## [Required tasks]
A - In the horse critique thread, what kind of muzzle does the first reply say the horse has?
B - For each statement about the horse critique thread, answer yes or no and quote the words that settle it. (i) The first reply calls the shoulder the horse's strongest point. (ii) The second reply mentions the horse's fine dry skin in his summer shots. (iii) The first reply describes the horse's back as long.

# Critique Un-Araby Arab



## tinyliny (Oct 31, 2009)

first of all, if he knows how to release himself from the rope, when he steps on it, then he'll be fine. If he doesnt' know, then he will learn. I wouldnt' worry too much about that.

He's real solid. Got great bone in both front and rear legs, a good vertical rear canon and both rear and front are pretty short. His hind end has nice slope to it, which a lot of arabs have a really flat croup. This horse's hind looks more qh horsey, but I like that. His back is short and uphill, his shoulder is not his strongest point, being a bit upright and not as hefty as would look best for him. The arm bone is rather short and elbow a bit tucked in. Does he tuck up his knees ok when jumping?
He has a bit of a teacup muzzle and , to me, a pretty head. I like his build . It has that rugged, "i will stay sound for ages "look.


----------



## SilverShadowStable (Dec 31, 2011)

He looks like an Arab to me, and his fine dry skin is quite noticable in his summer shots which is a traits some Arabs are missing with their meatier profiles. If you mean lacking type by no table top croup, I would not worry about it and he looks like a doing horse, exactly what an Arab is. As for the bigger head, I have one of those in my paddock and there are lots out
There like that. Some are very long headed, but not larger jowled (which they are supposed to be) and they look more off type in the head as a result. For the neck don't worry, Ecaho and Banat ( i think its Banat but some polish sires come to come to my mind as shorter necks) but quite flexible so all is good. How does he carry his neck?

Coordinate labeling data

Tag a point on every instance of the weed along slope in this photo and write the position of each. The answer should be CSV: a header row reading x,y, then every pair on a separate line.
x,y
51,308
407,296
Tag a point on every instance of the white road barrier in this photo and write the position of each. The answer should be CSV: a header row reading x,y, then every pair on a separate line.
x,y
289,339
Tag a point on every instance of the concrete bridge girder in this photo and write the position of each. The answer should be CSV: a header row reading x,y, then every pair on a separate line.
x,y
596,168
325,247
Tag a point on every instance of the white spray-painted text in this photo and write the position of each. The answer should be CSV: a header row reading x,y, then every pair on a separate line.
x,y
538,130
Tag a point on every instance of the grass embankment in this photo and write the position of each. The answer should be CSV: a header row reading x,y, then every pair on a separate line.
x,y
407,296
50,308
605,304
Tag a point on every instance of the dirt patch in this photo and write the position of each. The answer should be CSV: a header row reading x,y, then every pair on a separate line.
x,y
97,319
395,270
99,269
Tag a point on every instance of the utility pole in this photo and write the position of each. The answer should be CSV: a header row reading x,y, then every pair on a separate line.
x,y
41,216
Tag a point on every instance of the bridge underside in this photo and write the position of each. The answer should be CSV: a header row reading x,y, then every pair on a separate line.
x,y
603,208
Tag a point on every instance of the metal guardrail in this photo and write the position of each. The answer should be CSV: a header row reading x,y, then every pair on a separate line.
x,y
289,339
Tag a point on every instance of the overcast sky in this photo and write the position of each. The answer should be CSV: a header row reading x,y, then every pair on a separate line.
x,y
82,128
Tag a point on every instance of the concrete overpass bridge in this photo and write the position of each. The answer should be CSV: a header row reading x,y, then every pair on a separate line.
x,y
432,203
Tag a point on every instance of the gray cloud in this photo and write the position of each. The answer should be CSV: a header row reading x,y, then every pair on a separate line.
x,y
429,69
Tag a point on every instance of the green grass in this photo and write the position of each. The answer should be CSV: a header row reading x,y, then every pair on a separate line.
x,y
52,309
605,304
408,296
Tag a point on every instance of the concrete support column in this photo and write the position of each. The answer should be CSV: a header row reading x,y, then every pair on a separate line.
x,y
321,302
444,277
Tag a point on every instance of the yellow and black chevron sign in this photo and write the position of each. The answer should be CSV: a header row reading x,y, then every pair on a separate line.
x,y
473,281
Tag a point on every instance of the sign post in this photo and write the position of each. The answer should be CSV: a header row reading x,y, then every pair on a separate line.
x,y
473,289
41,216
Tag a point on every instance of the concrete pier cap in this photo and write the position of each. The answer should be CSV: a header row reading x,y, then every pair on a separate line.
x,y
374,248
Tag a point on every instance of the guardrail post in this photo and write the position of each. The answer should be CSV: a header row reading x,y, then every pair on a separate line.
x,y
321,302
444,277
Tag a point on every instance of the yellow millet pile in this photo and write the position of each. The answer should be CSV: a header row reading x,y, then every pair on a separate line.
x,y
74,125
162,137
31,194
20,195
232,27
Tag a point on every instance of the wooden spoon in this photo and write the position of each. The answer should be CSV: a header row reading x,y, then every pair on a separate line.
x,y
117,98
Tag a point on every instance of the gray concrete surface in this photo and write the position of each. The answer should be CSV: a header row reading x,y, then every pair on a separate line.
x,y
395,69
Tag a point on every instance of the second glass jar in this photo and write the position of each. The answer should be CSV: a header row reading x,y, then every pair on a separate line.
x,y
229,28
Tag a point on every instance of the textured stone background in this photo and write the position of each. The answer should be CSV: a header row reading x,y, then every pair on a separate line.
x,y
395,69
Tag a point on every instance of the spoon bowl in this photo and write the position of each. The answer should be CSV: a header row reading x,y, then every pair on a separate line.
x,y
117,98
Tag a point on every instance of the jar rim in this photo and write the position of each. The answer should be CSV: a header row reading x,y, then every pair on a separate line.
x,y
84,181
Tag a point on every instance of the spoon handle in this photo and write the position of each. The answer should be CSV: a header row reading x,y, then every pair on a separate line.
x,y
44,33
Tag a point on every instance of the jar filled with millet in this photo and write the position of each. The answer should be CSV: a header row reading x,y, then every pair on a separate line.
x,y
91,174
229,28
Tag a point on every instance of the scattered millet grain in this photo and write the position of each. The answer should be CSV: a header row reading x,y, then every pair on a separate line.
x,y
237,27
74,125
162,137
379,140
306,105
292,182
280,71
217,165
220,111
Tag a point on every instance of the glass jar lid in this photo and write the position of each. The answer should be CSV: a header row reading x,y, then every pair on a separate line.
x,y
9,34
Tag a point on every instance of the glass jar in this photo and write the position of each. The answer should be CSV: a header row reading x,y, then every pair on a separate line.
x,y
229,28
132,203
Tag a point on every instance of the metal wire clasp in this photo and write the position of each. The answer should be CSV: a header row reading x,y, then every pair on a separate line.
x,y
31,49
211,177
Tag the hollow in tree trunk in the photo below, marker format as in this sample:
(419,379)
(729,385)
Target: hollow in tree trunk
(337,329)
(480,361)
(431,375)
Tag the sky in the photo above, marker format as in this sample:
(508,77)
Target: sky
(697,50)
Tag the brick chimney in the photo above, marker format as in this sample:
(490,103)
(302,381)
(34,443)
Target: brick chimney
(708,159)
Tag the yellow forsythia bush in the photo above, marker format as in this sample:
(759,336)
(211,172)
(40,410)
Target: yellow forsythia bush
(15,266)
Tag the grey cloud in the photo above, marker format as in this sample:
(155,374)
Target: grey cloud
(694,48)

## [Responses per task]
A - A bit of a teacup muzzle.

B -
(i) No: "his shoulder is not his strongest point"
(ii) Yes: "his fine dry skin is quite noticable in his summer shots"
(iii) No: "His back is short and uphill"